▶ _What you have to do_:
Nothing but the lines from the line with "structure in the photo above." through the end of the data is to be copied, and each is to be copied exactly.

........

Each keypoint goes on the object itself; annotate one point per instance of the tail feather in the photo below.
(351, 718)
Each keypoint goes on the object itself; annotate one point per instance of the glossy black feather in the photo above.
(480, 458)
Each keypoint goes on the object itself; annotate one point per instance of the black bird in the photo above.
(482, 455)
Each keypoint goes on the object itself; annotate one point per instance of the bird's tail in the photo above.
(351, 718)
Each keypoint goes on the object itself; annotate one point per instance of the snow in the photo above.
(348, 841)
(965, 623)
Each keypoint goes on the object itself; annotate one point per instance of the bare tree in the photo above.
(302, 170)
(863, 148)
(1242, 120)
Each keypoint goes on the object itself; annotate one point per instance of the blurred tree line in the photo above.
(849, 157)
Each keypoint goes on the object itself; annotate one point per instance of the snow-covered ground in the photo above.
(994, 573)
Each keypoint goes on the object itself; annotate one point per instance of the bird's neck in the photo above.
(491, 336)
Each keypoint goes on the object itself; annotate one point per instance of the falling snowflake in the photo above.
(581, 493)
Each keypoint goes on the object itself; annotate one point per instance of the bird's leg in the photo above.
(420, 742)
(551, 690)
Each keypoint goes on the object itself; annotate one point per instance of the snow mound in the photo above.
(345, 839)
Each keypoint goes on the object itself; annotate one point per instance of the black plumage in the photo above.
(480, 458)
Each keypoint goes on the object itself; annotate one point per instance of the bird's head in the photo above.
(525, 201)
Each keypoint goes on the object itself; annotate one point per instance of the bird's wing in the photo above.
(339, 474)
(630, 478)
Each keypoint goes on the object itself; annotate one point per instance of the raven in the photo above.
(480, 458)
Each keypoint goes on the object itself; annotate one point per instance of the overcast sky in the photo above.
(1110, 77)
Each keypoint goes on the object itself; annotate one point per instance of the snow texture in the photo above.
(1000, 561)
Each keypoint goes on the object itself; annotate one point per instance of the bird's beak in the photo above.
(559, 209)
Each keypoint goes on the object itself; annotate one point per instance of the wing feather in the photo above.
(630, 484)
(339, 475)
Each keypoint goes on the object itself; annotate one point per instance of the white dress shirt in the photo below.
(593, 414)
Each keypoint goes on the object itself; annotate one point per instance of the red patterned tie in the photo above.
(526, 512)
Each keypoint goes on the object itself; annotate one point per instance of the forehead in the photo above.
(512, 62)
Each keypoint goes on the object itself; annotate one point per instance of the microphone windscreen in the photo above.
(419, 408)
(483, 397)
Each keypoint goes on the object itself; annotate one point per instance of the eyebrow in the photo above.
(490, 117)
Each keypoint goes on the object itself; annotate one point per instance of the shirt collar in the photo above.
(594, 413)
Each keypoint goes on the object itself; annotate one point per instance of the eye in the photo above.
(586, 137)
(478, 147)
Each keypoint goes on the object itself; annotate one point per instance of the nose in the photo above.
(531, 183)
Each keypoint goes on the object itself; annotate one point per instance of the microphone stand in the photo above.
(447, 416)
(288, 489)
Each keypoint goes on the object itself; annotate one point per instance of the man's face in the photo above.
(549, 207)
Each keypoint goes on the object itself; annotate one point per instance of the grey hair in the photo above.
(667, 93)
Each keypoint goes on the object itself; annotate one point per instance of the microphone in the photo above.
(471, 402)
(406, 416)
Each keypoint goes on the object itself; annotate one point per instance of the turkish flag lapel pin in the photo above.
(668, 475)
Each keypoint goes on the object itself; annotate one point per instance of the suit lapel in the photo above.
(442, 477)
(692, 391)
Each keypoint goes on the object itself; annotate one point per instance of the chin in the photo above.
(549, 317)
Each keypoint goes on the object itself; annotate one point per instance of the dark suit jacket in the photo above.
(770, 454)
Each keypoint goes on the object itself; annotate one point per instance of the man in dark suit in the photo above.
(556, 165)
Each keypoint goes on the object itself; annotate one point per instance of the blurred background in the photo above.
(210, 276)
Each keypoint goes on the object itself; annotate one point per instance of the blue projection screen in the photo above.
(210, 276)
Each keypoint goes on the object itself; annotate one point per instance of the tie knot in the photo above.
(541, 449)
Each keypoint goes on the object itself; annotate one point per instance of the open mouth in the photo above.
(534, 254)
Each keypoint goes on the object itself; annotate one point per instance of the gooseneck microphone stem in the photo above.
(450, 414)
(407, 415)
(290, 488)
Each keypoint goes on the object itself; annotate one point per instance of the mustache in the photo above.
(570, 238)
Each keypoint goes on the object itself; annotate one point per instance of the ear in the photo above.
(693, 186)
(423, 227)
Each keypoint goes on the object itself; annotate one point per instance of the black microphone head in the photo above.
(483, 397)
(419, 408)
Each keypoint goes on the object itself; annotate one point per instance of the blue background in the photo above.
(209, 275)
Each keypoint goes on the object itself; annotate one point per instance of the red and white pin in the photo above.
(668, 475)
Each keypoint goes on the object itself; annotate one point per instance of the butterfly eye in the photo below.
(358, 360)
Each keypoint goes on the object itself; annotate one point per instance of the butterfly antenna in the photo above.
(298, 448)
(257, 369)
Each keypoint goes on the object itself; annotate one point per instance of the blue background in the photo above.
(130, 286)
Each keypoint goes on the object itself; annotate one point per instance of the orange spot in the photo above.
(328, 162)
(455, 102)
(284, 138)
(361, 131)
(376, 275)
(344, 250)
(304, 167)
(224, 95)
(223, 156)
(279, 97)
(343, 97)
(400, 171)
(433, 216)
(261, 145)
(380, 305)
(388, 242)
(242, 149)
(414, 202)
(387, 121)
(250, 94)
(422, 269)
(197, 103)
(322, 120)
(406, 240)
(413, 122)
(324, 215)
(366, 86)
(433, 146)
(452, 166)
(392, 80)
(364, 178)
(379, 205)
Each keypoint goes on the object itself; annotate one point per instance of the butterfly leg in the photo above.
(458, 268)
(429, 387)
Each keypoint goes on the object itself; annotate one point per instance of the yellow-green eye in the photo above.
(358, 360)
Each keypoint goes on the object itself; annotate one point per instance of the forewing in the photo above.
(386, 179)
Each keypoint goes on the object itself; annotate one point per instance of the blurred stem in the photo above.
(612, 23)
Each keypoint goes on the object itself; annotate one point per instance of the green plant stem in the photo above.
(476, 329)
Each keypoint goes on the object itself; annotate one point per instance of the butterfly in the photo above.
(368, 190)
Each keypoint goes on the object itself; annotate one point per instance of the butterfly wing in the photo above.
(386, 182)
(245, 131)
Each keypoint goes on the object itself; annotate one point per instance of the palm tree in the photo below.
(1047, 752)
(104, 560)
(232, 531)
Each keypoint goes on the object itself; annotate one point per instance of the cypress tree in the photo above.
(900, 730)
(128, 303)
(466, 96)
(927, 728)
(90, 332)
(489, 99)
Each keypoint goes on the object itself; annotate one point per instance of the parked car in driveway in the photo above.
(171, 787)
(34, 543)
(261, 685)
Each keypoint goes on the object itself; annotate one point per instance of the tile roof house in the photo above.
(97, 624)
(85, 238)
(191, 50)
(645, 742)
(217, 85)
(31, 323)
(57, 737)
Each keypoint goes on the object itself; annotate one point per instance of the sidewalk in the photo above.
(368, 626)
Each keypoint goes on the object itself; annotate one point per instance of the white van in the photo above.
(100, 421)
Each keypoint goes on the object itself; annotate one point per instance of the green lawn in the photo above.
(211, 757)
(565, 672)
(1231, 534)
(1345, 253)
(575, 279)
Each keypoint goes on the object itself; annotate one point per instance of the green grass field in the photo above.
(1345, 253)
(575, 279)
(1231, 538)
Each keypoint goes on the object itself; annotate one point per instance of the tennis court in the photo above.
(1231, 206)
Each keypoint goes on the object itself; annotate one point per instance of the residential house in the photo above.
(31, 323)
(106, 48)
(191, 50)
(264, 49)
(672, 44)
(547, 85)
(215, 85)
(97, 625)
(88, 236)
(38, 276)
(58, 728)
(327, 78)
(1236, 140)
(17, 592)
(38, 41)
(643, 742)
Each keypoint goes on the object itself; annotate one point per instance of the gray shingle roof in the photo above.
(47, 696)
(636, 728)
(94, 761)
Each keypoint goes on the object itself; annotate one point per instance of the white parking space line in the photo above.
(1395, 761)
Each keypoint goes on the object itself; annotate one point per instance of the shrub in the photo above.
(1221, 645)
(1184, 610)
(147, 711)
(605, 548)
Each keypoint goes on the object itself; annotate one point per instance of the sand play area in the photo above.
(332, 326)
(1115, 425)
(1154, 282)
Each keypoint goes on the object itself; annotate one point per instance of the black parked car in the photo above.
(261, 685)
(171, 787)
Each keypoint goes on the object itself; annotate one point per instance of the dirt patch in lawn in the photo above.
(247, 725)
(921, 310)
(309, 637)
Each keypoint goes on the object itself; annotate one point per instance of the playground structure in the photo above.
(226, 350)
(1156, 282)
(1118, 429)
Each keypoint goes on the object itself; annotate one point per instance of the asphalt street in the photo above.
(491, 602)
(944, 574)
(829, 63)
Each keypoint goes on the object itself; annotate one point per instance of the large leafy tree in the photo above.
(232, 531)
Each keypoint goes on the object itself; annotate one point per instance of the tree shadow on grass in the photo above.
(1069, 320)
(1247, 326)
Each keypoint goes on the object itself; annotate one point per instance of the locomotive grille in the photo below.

........

▶ _Written reply_:
Each keypoint goes on the object itself; annotate one point per instance of the playground structure in the photo above.
(226, 350)
(1156, 282)
(1118, 429)
Each keypoint goes on the object itself; annotate one point per instance of the asphalt street in the photo above.
(491, 602)
(944, 574)
(829, 63)
Each keypoint goes on the object itself; annotate one point per instance of the large leafy tree in the photo above.
(232, 531)
Each keypoint goes on the object itself; annotate one point per instance of the tree shadow on grass in the photo above.
(1069, 320)
(1247, 326)
Each keypoint goes on the object itself; annotate one point per instance of the locomotive grille in the photo below.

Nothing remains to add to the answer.